▸ **Request**: Recast the data below as a JSON list of strings, one string per line, with blank lines left out and the pictures omitted.

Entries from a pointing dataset
■ ■ ■

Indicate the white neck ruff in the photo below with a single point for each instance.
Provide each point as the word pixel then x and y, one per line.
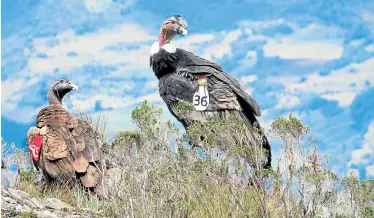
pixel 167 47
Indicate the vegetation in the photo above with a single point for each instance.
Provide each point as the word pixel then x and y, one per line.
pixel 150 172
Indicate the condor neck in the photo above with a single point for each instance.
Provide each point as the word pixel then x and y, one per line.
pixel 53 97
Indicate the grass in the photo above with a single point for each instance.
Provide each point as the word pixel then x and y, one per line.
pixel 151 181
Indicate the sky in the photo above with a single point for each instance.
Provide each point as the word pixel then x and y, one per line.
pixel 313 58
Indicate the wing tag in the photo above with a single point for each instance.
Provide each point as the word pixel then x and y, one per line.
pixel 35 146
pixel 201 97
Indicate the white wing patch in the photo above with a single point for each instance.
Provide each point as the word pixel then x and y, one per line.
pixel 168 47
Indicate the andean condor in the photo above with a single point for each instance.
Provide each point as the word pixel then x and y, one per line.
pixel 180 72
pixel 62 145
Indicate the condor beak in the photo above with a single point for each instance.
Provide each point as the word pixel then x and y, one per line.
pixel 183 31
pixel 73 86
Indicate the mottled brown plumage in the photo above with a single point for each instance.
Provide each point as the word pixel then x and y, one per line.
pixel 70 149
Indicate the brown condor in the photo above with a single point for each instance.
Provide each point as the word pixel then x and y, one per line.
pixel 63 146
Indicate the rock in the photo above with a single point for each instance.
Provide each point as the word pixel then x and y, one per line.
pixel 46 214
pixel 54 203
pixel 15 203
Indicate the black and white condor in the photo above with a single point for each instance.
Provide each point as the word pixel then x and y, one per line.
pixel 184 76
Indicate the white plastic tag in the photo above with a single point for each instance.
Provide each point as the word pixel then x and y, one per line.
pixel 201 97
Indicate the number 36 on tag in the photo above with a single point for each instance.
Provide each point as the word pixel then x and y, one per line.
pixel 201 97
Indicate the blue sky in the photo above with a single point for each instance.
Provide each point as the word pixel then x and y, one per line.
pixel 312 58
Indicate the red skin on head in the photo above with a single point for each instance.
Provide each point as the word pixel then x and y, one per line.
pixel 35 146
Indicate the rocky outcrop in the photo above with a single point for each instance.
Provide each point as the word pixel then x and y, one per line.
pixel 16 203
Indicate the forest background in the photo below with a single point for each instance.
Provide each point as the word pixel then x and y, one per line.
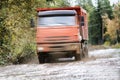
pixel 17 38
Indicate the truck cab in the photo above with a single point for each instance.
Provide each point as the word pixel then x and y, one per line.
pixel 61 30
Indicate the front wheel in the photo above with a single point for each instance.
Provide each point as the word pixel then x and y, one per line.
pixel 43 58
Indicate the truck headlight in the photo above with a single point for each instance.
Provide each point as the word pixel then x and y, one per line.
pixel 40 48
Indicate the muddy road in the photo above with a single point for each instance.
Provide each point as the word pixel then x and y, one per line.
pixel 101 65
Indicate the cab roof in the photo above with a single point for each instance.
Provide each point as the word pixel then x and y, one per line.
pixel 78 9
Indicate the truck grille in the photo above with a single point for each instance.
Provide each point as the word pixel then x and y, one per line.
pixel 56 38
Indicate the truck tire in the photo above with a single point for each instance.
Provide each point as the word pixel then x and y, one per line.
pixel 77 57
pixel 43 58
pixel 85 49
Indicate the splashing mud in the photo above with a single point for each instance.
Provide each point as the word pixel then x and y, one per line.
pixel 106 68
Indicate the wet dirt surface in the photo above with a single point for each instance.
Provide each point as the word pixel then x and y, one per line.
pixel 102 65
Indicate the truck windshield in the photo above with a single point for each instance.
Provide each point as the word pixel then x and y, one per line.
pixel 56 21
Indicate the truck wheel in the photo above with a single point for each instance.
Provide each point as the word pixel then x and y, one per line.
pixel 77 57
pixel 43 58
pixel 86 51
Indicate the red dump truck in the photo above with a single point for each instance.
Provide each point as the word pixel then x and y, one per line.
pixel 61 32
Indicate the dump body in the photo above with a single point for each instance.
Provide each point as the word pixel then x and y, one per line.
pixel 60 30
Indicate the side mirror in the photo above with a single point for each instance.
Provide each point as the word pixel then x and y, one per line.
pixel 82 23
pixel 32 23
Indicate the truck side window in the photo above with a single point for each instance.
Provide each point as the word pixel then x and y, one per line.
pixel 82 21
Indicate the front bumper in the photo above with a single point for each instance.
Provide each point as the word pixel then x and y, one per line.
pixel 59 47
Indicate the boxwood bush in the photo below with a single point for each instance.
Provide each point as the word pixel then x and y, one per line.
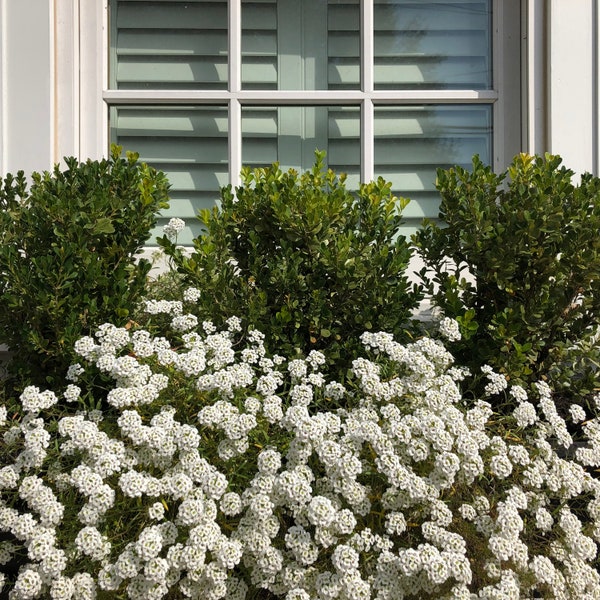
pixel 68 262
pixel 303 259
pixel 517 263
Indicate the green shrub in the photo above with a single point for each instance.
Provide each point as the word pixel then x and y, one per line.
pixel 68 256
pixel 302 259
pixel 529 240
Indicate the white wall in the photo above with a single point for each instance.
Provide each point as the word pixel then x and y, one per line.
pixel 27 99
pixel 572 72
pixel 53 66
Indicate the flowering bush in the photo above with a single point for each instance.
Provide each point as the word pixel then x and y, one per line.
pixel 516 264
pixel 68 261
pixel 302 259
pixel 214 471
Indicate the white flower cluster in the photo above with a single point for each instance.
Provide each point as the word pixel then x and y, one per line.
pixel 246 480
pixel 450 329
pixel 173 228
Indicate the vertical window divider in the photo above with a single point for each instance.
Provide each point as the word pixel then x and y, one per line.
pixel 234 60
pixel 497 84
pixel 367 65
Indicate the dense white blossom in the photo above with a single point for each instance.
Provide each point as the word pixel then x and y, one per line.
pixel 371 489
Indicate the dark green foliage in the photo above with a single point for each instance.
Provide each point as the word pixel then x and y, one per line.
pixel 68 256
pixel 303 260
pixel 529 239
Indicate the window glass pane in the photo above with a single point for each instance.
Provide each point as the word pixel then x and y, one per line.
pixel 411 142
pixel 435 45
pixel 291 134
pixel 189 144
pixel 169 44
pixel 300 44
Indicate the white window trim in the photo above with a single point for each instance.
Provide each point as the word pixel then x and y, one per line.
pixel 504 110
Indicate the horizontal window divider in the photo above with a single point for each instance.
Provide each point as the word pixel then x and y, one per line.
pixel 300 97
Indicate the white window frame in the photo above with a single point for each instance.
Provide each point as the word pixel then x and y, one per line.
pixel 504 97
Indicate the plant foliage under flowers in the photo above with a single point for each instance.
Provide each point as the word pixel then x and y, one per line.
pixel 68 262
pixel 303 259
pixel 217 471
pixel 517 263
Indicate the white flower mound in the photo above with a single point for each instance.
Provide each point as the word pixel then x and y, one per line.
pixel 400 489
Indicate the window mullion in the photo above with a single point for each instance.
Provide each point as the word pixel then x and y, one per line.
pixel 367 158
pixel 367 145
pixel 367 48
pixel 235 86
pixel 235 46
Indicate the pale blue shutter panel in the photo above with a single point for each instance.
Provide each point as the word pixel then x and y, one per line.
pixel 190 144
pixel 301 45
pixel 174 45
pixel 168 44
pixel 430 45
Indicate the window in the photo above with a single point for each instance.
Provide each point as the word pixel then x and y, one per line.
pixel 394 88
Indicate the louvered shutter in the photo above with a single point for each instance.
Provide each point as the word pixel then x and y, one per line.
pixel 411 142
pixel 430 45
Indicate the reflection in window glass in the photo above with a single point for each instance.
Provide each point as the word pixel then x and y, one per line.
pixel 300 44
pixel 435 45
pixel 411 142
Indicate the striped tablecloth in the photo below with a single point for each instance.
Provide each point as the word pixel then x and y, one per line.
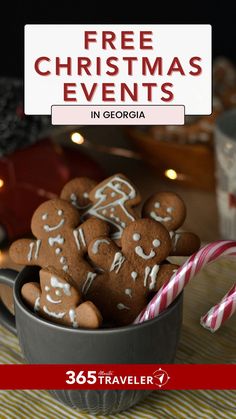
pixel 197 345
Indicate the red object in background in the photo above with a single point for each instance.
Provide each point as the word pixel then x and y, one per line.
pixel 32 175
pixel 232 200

■ ■ ■

▸ **The response**:
[
  "Indicate the white neck ruff in the photo below with a single point for each instance.",
  "Provide each point as the word pixel then x and y, one per line.",
  "pixel 167 47",
  "Indicate the vegetation in the photo above with a single point for each instance.",
  "Provide each point as the word pixel then x and y, one per line.",
  "pixel 150 172",
  "Indicate the condor neck in the photo above with a single point for each instance.",
  "Provide each point as the word pixel then x and y, one per line.",
  "pixel 53 97",
  "Indicate the grass in the photo above with a single point for each instance.",
  "Provide each point as the word pixel then x and y, one per line.",
  "pixel 151 181",
  "Indicate the sky in the photo above with a single point for each instance.",
  "Provide each point as the word pixel then x and y, one per line.",
  "pixel 313 58",
  "Indicate the wing tag in the photo above with a single point for each instance.",
  "Provide each point as the word pixel then x and y, one per line.",
  "pixel 35 146",
  "pixel 201 97",
  "Indicate the white wing patch in the photo above with a single point for each instance.",
  "Provide each point as the word pixel then x and y, one per line.",
  "pixel 168 47",
  "Indicate the andean condor in the photo above with a single point for each instance.",
  "Provide each point as the word pixel then x and y, one per line.",
  "pixel 180 72",
  "pixel 62 145",
  "Indicate the condor beak in the photo above with a single point for each instance.",
  "Provide each point as the word pixel then x and y, one per line.",
  "pixel 183 31",
  "pixel 73 86",
  "Indicate the mottled brown plumage in the photo above with a single point for each instance.",
  "Provide each point as the word pixel then x and y, one per line.",
  "pixel 70 149",
  "Indicate the brown condor in the photo above with a single point for each instance.",
  "Provide each point as the word pixel then x and y, one per line.",
  "pixel 63 146",
  "Indicate the rock in the photo above with a single point for each instance.",
  "Provide each point as the word pixel then x and y, one per line.",
  "pixel 46 214",
  "pixel 54 203",
  "pixel 15 203",
  "Indicate the black and white condor in the photo above with a single point for each instance.",
  "Provide each point as the word pixel then x and y, one per line.",
  "pixel 184 76",
  "Indicate the white plastic tag in the photo above with a single point for each instance.",
  "Provide each point as the word pixel then x and y, one per line.",
  "pixel 201 97",
  "Indicate the number 36 on tag in the photo above with a single point for each instance.",
  "Provide each point as the word pixel then x and y, one per line.",
  "pixel 201 97",
  "Indicate the blue sky in the photo above with a single point for each instance.",
  "Provide each point as the word pixel then x and y, one per line.",
  "pixel 312 58",
  "Indicate the red skin on head in the photo above with a single point for each instance.",
  "Provide each point as the word pixel then x and y, one per line.",
  "pixel 35 146",
  "Indicate the rocky outcrop in the photo above with a single point for each instance.",
  "Provide each point as the word pixel then x and y, one per line.",
  "pixel 16 203",
  "Indicate the forest background in the photo below with a single point for each instance.",
  "Provide each point as the word pixel then x and y, one per line.",
  "pixel 17 38",
  "Indicate the truck cab in the photo above with a single point for each instance.",
  "Provide each point as the word pixel then x and y, one per line.",
  "pixel 61 30",
  "Indicate the front wheel in the photo above with a single point for each instance.",
  "Provide each point as the word pixel then x and y, one per line.",
  "pixel 43 58",
  "Indicate the truck headlight in the photo above with a single point for each instance.",
  "Provide each point as the word pixel then x and y, one per line.",
  "pixel 40 48",
  "Indicate the muddy road in the photo above with a single point for each instance.",
  "Provide each point as the word pixel then x and y, one per line.",
  "pixel 101 65",
  "Indicate the cab roof in the photo above with a single point for each instance.",
  "Provide each point as the word pixel then x and y, one per line.",
  "pixel 78 9",
  "Indicate the truck grille in the photo above with a single point for each instance.",
  "Provide each point as the word pixel then x and y, one per line.",
  "pixel 56 38",
  "Indicate the truck tire in the photo above with a single point for each instance.",
  "Provide each point as the word pixel then x and y, one per line.",
  "pixel 77 57",
  "pixel 43 58",
  "pixel 85 49",
  "Indicate the splashing mud in the photo above with a single point for each instance.",
  "Provide each point as the word pixel then x and y, one per line.",
  "pixel 106 68",
  "Indicate the wet dirt surface in the photo above with a single point for each instance.",
  "Provide each point as the word pixel then x and y, one per line.",
  "pixel 102 65",
  "Indicate the truck windshield in the photo above with a single point for each instance.",
  "Provide each point as the word pixel then x and y, one per line.",
  "pixel 56 21",
  "Indicate the truck wheel in the photo above with a single point for each instance.",
  "Provide each point as the word pixel then x and y, one per line.",
  "pixel 77 57",
  "pixel 43 58",
  "pixel 86 51",
  "Indicate the red dump truck in the photo above with a single point for each instance.",
  "Provide each point as the word pixel then x and y, one per line.",
  "pixel 61 32",
  "Indicate the dump body in the photo above with a single point for each instance.",
  "Provide each point as the word pixel then x and y, one per line.",
  "pixel 60 30",
  "Indicate the side mirror in the photo above with a single point for each instance.",
  "Provide each point as the word pixel then x and y, one per line.",
  "pixel 82 23",
  "pixel 32 23",
  "Indicate the truck side window in the photo above with a single point for each instance.",
  "Provide each point as the word pixel then x and y, one per line.",
  "pixel 82 21",
  "Indicate the front bumper in the photo above with a single point for each instance.",
  "Provide each point as the word pixel then x and y, one per line.",
  "pixel 59 47",
  "Indicate the boxwood bush in the photo below with a single point for each instance.",
  "Provide each point as the word pixel then x and y, one per line.",
  "pixel 68 262",
  "pixel 303 259",
  "pixel 517 263",
  "Indicate the green shrub in the photo above with a single point for each instance.",
  "Provide each point as the word pixel then x and y, one per line.",
  "pixel 68 256",
  "pixel 302 259",
  "pixel 529 240",
  "Indicate the white wall in the photo above with a single point for each instance.",
  "Provide each point as the word pixel then x and y, one per line.",
  "pixel 27 99",
  "pixel 572 72",
  "pixel 53 66",
  "Indicate the flowering bush in the photo above with a single point for each instance.",
  "Provide each point as the word pixel then x and y, one per line.",
  "pixel 516 264",
  "pixel 68 261",
  "pixel 302 259",
  "pixel 214 471",
  "Indicate the white flower cluster in the photo above with a single point for each instance.",
  "Provide each point as the word pixel then x and y, one per line.",
  "pixel 246 480",
  "pixel 450 329",
  "pixel 173 228",
  "Indicate the vertical window divider in the photo above with a single point for each instance.",
  "Provide each point as the word pixel then x and y, one per line.",
  "pixel 234 60",
  "pixel 497 84",
  "pixel 367 65",
  "Indicate the dense white blossom in the photo above with a single point for each instance.",
  "Provide each point as the word pixel then x and y, one per line.",
  "pixel 371 489",
  "Indicate the dark green foliage in the photo above with a single point for each instance.",
  "Provide each point as the word pixel then x and y, one per line.",
  "pixel 68 256",
  "pixel 303 260",
  "pixel 529 239",
  "Indicate the window glass pane in the photo above with a single point for each instance.",
  "Provide each point as the word pixel then x and y, one per line.",
  "pixel 411 142",
  "pixel 435 45",
  "pixel 291 134",
  "pixel 189 144",
  "pixel 169 44",
  "pixel 300 44",
  "Indicate the white window trim in the photo above with a single point for each instance.",
  "Provide each point as the word pixel then x and y, one per line.",
  "pixel 504 110",
  "Indicate the horizontal window divider in the photo above with a single point for each instance.",
  "Provide each point as the word pixel then x and y, one per line.",
  "pixel 300 97",
  "Indicate the white window frame in the photo above with a single point for each instance.",
  "Provide each point as the word pixel then x and y, one per line.",
  "pixel 504 97",
  "Indicate the plant foliage under flowers in the photo above with a single point for each instance.",
  "Provide each point as the word pixel then x and y, one per line.",
  "pixel 68 262",
  "pixel 303 259",
  "pixel 217 471",
  "pixel 517 263",
  "Indicate the white flower mound in the photo above with a single point for each instance.",
  "Provide each point as the word pixel then x and y, one per line.",
  "pixel 400 489",
  "Indicate the window mullion in the photo above with a single point for each instance.",
  "Provide each point as the word pixel then x and y, one per line.",
  "pixel 367 158",
  "pixel 367 145",
  "pixel 367 48",
  "pixel 235 86",
  "pixel 235 46",
  "Indicate the pale blue shutter panel in the photo above with a single point for each instance.",
  "Provide each point as the word pixel then x and y, one per line.",
  "pixel 190 144",
  "pixel 301 45",
  "pixel 174 45",
  "pixel 168 44",
  "pixel 430 45",
  "Indicate the window in the photo above with a single point for each instance.",
  "Provide each point as the word pixel then x and y, one per line.",
  "pixel 394 88",
  "Indicate the louvered shutter in the photo above with a single point for each instance.",
  "Provide each point as the word pixel then x and y, one per line.",
  "pixel 411 142",
  "pixel 430 45",
  "Indicate the reflection in window glass in the photo above with a single point for each instance.",
  "Provide each point as the word pixel then x and y, one per line.",
  "pixel 300 44",
  "pixel 435 45",
  "pixel 411 142",
  "Indicate the striped tablecloth in the photo below with a single point for each instance.",
  "Provide each point as the word pixel then x and y, one per line.",
  "pixel 197 345",
  "Indicate the red object in background in the photo above with a single point for each instance.",
  "Provide each point as the word pixel then x and y, one per line.",
  "pixel 32 175",
  "pixel 232 200"
]